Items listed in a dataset
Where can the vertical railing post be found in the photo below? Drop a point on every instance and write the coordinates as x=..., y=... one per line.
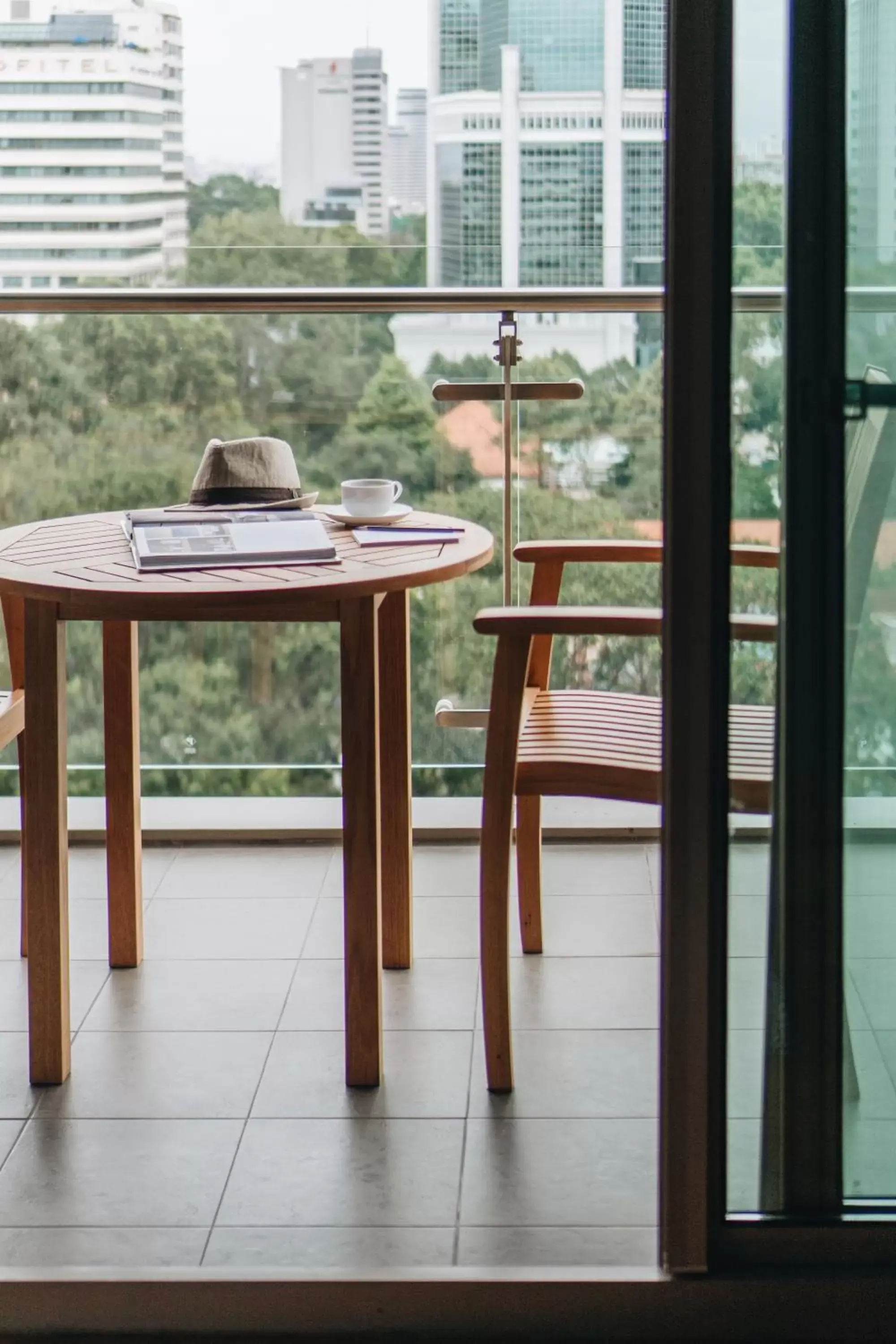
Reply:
x=696, y=640
x=802, y=1125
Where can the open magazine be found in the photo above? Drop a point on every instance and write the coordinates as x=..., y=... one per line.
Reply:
x=163, y=539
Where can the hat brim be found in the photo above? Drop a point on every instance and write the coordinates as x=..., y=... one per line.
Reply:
x=252, y=506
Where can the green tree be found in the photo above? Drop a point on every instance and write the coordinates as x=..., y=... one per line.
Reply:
x=226, y=193
x=394, y=435
x=637, y=424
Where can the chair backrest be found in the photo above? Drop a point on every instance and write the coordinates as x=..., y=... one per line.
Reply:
x=871, y=465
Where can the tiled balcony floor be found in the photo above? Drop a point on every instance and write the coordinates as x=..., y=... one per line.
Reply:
x=206, y=1121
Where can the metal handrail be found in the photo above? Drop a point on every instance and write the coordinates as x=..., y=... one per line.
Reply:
x=362, y=300
x=863, y=299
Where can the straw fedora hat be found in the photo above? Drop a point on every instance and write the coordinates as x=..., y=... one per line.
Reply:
x=249, y=474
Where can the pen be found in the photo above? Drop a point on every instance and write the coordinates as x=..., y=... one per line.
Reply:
x=409, y=529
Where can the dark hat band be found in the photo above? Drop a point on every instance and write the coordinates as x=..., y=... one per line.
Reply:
x=242, y=495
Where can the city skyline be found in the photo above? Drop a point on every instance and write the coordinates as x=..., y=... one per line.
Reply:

• Requirement:
Copy exactly the line that contains "Where can the city" and every line after it, up to and including the last line of the records.

• Reply:
Where can the city skyline be found in the photo above? Drop a point on every instance and write the coordinates as x=..., y=... one per line.
Reply:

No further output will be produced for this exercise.